**Goal of the exercise:**
Please copy out the listing lines from the one containing "Return one point per instance of the grey" through the one containing "Target: grey cloud", switching "grey cloud" to "dark storm cloud" and keeping everything else unchanged. Return only those lines.

**Records for the exercise:**
- - - -
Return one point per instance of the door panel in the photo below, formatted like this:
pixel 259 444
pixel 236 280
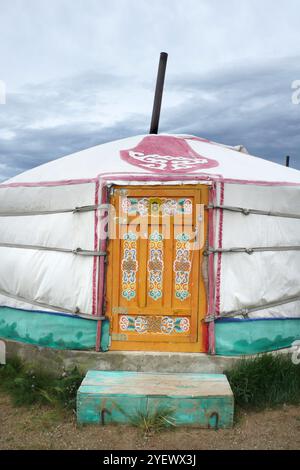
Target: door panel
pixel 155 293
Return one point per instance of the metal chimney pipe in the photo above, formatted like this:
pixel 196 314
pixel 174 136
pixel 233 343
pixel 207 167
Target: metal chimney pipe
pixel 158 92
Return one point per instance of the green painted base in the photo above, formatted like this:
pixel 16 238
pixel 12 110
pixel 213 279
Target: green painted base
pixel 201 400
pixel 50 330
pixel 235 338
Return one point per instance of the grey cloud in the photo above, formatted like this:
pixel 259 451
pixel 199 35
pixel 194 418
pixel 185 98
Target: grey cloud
- - - -
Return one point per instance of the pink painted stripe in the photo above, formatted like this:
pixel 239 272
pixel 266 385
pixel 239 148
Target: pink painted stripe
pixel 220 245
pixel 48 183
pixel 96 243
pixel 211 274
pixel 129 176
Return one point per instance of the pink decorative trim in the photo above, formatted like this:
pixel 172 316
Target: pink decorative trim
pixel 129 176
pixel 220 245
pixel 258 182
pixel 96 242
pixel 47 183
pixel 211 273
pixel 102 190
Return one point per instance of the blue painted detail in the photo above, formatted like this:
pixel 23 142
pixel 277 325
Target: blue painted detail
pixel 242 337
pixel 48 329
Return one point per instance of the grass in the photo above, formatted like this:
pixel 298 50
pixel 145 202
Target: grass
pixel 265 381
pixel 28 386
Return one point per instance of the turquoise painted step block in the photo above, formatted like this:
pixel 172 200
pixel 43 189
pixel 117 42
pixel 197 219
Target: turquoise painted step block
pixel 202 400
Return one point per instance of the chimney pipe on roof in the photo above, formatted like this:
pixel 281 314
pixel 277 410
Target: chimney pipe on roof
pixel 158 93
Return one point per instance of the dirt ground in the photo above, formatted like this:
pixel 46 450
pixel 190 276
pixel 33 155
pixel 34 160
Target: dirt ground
- - - -
**The completed task:**
Return one point per instance of the dark storm cloud in the photo above, formatted like this:
pixel 259 451
pixel 199 35
pixel 194 418
pixel 185 98
Target: dark storm cloud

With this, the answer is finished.